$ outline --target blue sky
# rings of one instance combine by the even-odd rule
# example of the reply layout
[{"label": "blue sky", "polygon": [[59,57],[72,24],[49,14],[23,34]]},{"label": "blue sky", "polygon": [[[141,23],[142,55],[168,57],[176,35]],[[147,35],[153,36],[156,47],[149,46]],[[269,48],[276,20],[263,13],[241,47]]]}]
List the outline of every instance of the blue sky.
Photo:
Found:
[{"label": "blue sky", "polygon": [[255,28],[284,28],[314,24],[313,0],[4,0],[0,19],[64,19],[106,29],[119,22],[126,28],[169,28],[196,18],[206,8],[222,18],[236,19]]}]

## [Given task]
Please repeat all of the data above word for word, changing nothing.

## [Result of the task]
$ outline --target blue sky
# rings of one instance combine by the even-odd rule
# example of the reply layout
[{"label": "blue sky", "polygon": [[59,57],[72,24],[49,14],[23,34]]},{"label": "blue sky", "polygon": [[[141,23],[142,55],[168,57],[176,35]],[[147,35],[153,36],[156,47],[149,46]],[[269,48],[276,20],[263,13],[241,47]]]}]
List the outline of every instance of the blue sky.
Photo:
Found:
[{"label": "blue sky", "polygon": [[255,28],[284,28],[314,24],[313,0],[4,0],[0,19],[64,19],[106,29],[119,22],[126,28],[169,28],[196,18],[206,8],[222,18],[236,19]]}]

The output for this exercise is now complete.